### STUDY MATERIAL
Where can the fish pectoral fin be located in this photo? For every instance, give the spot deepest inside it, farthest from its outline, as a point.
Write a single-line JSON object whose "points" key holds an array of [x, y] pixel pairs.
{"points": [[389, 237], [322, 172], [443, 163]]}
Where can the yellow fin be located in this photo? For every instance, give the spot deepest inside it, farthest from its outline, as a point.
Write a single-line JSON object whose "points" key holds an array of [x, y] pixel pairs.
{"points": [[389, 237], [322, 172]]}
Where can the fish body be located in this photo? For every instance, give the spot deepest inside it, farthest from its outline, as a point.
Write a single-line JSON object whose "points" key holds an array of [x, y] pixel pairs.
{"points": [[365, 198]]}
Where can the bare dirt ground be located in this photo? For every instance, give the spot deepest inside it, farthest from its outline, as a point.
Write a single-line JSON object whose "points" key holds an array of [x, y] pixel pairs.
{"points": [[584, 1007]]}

### TASK GOAL
One number only, please: the count of lines in the data that hold the word "fish".

### RESPONSE
2